BEGIN

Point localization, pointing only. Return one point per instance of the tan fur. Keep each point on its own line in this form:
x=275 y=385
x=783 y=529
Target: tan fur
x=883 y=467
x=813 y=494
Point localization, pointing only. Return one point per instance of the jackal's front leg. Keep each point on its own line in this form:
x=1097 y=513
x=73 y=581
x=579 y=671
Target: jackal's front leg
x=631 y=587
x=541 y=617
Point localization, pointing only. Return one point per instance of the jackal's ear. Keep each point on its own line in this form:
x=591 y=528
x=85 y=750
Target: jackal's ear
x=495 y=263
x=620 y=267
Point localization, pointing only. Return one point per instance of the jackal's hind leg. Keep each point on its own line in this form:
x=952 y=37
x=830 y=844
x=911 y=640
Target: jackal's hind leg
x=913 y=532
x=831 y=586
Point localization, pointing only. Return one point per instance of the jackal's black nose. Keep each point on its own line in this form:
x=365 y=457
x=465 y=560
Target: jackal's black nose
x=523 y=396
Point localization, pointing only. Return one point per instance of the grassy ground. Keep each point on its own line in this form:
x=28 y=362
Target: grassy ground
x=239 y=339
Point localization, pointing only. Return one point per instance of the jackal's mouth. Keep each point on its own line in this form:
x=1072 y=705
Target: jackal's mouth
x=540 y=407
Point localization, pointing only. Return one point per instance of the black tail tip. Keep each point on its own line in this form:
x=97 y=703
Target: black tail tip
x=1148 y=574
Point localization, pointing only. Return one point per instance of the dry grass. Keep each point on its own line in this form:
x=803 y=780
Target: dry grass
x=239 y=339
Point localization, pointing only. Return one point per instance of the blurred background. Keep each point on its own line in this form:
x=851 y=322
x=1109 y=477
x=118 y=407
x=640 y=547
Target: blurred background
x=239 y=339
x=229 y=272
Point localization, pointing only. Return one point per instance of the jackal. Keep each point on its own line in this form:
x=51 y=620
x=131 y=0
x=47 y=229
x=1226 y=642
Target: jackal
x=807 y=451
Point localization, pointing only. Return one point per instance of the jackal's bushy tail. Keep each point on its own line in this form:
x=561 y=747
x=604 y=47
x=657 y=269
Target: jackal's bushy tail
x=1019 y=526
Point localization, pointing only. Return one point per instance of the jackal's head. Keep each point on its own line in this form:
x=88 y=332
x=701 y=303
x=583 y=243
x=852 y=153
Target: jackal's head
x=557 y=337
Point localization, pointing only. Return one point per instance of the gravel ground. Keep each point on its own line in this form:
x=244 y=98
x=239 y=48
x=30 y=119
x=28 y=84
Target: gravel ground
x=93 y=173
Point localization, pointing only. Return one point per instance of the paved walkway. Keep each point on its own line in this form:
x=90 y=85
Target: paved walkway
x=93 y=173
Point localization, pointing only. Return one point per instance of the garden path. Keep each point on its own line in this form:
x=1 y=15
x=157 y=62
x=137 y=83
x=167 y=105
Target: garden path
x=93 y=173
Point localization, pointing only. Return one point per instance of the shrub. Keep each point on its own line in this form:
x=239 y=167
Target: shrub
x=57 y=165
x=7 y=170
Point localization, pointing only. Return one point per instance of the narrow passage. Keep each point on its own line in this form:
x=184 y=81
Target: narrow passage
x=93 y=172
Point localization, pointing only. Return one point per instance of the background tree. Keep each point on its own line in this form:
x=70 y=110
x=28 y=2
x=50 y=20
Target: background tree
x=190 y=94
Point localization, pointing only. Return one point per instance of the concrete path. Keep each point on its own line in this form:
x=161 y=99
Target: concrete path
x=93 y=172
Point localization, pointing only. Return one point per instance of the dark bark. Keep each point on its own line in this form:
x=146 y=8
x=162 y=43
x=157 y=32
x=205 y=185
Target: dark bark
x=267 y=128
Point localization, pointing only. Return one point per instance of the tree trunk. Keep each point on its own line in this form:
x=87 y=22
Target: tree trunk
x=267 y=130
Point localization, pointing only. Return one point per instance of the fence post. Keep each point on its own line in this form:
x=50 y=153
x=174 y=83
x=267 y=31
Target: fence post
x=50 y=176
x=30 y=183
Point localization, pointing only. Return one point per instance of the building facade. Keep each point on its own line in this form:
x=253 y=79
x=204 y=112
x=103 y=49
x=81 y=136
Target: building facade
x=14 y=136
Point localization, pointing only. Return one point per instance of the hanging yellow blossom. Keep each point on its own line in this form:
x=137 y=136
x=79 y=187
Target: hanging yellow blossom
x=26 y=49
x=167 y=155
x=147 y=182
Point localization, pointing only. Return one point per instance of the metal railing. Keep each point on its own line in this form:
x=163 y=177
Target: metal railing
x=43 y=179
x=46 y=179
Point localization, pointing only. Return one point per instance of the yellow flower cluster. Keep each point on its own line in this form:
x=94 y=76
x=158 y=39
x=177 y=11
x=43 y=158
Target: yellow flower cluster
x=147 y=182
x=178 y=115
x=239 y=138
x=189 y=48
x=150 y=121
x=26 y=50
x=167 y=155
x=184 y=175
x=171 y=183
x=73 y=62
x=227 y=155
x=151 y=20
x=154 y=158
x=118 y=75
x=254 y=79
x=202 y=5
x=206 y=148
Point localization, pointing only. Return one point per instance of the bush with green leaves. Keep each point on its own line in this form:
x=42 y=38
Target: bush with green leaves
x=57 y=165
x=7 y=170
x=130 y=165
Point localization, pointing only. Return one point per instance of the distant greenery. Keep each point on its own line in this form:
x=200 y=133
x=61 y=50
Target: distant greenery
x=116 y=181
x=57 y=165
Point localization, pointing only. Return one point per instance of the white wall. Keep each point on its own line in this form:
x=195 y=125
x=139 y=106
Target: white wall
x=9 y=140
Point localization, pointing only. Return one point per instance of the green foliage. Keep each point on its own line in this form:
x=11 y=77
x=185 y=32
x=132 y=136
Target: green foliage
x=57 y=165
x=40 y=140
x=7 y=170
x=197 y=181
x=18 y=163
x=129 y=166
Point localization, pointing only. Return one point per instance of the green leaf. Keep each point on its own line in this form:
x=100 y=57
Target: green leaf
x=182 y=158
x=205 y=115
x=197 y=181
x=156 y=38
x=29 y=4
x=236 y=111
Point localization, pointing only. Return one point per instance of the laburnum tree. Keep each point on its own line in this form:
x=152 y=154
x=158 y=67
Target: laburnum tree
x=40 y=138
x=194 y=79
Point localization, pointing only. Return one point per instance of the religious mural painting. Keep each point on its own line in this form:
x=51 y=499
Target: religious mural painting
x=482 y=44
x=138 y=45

END

Copy out the data shown above without altering anything.

• SOLUTION TO THE EXERCISE:
Point localization, pointing only. Return one point per instance of the tan fur. Keep each point on its own line in this form:
x=275 y=385
x=783 y=529
Target: tan fur
x=883 y=467
x=813 y=494
Point localization, pointing only. Return one point per instance of the jackal's front leg. Keep each point on its own line in this form:
x=1097 y=513
x=73 y=581
x=579 y=671
Target: jackal's front leg
x=631 y=587
x=541 y=617
Point localization, pointing only. Return one point per instance of the jackal's ear. Keep each point on its own line in this form:
x=591 y=528
x=85 y=750
Target: jackal's ear
x=495 y=263
x=620 y=267
Point localization, pointing only. Return one point per instance of the jackal's hind leg. Keep each point on its own line in this form:
x=952 y=37
x=830 y=844
x=911 y=640
Target: jackal's hind leg
x=913 y=532
x=831 y=586
Point localization, pointing only. Return one point per instance of the jackal's black nose. Keep each point on its own line in this form:
x=365 y=457
x=465 y=560
Target: jackal's black nose
x=523 y=396
Point localization, pointing only. Return one point per instance of the grassy ground. Keep each point on its own line in this form:
x=28 y=362
Target: grassy ground
x=239 y=339
Point localization, pointing only. Return one point per instance of the jackal's mouth. Keep each point on its own line in this form:
x=1072 y=705
Target: jackal's mouth
x=540 y=407
Point localization, pointing only. Return one point per instance of the black tail tip. Keep each point on its own line in this form:
x=97 y=703
Target: black tail tip
x=1148 y=574
Point localization, pointing only. Return one point per instance of the dry grass. Keep each point on its own line in this form:
x=803 y=780
Target: dry grass
x=239 y=339
Point localization, pointing only. Return one point per instance of the blurred background. Keep each point on its own line in this form:
x=851 y=322
x=1109 y=477
x=118 y=407
x=640 y=547
Target: blurred background
x=239 y=339
x=229 y=272
Point localization, pointing only. Return one point per instance of the jackal. Keep each point on its own line in this form:
x=51 y=620
x=131 y=0
x=47 y=229
x=1226 y=642
Target: jackal
x=807 y=451
Point localization, pointing only. Return one point per instance of the jackal's bushy tail. Keep each point on its own line in this form:
x=561 y=747
x=604 y=47
x=657 y=269
Target: jackal's bushy tail
x=1019 y=526
Point localization, pointing only. Return one point per instance of the jackal's head. Keep each point on its own line in this form:
x=88 y=332
x=701 y=303
x=583 y=243
x=852 y=153
Target: jackal's head
x=557 y=337
Point localization, pointing only. Return one point per instance of the gravel ground. Keep each point on its own line in this form:
x=244 y=98
x=239 y=48
x=30 y=119
x=28 y=84
Target: gravel ground
x=93 y=173
Point localization, pointing only. Return one point per instance of the paved walkway. Keep each point on its own line in this form:
x=90 y=85
Target: paved walkway
x=93 y=173
Point localization, pointing only. Return one point per instance of the garden path. Keep each point on its own line in this form:
x=1 y=15
x=157 y=62
x=137 y=83
x=167 y=105
Target: garden path
x=93 y=173
Point localization, pointing only. Return one point per instance of the shrub. Keep each point on its own line in this form:
x=239 y=167
Target: shrub
x=57 y=165
x=7 y=170
Point localization, pointing only. Return one point per instance of the narrow passage. Keep each point on its own line in this form:
x=184 y=81
Target: narrow passage
x=93 y=172
Point localization, pointing only. Return one point per instance of the background tree. Keep each point on its own line in this form:
x=70 y=110
x=28 y=2
x=50 y=20
Target: background tree
x=190 y=94
Point localization, pointing only. Return one point per instance of the concrete path. Keep each point on its own line in this form:
x=161 y=99
Target: concrete path
x=93 y=172
Point localization, pointing only. Return one point per instance of the dark bark. Keep each point on its own line in this form:
x=146 y=8
x=162 y=43
x=157 y=32
x=205 y=185
Target: dark bark
x=267 y=128
Point localization, pointing only. Return one point per instance of the tree trunk. Keep each point on its own line in this form:
x=87 y=22
Target: tree trunk
x=267 y=130
Point localization, pointing only. Return one point per instance of the fence post. Keep each point on its own line in this form:
x=50 y=153
x=174 y=83
x=267 y=31
Target: fence post
x=50 y=176
x=30 y=183
Point localization, pointing only. Return one point per instance of the building facade. Keep each point on its own line in this form:
x=253 y=79
x=204 y=112
x=103 y=49
x=81 y=136
Target: building facade
x=14 y=136
Point localization, pointing only. Return one point per instance of the hanging yellow blossom. Keep each point on its own line in this form:
x=137 y=136
x=79 y=187
Target: hanging yellow blossom
x=26 y=49
x=167 y=155
x=147 y=182
Point localization, pointing only. Return one point per instance of the metal railing. Keep each point on its own line in this form:
x=163 y=177
Target: metal railing
x=43 y=179
x=46 y=179
Point localization, pointing only. Return one point per instance of the yellow flower cluster. Keep each point on its own line in this form:
x=94 y=76
x=158 y=39
x=177 y=11
x=43 y=158
Target: yellow flower cluster
x=147 y=182
x=178 y=115
x=239 y=138
x=189 y=48
x=150 y=121
x=26 y=50
x=167 y=155
x=184 y=175
x=171 y=183
x=73 y=62
x=227 y=155
x=151 y=20
x=154 y=158
x=118 y=75
x=254 y=79
x=202 y=5
x=206 y=148
Point localization, pointing only. Return one point per instance of the bush with green leaves. Keep each point on its own line in this form:
x=42 y=38
Target: bush with green leaves
x=57 y=165
x=7 y=170
x=130 y=165
Point localization, pointing only. Return one point per instance of the distant greenery. Keep each point on its own line in this form:
x=200 y=133
x=61 y=50
Target: distant greenery
x=116 y=181
x=57 y=165
Point localization, pointing only. Return one point per instance of the white wall. Keep each point on its own line in this form:
x=195 y=125
x=139 y=106
Target: white wall
x=9 y=140
Point localization, pointing only. Return one point per instance of the green foliage. Keep each point on its own line in this form:
x=11 y=77
x=185 y=32
x=132 y=136
Target: green foliage
x=57 y=165
x=40 y=140
x=7 y=170
x=197 y=181
x=18 y=163
x=129 y=166
Point localization, pointing only. Return one point per instance of the green leaf. Keep each point on its own line in this form:
x=100 y=57
Target: green leaf
x=182 y=158
x=205 y=115
x=197 y=181
x=156 y=38
x=29 y=4
x=236 y=111
Point localization, pointing only. Return one point per instance of the laburnum tree. Keep each point on its own line in this form:
x=152 y=154
x=158 y=67
Target: laburnum tree
x=40 y=138
x=194 y=79
Point localization, pointing only. Return one point per instance of the religious mural painting. Keep each point on its own line in this form:
x=51 y=499
Target: religious mural painting
x=482 y=44
x=138 y=45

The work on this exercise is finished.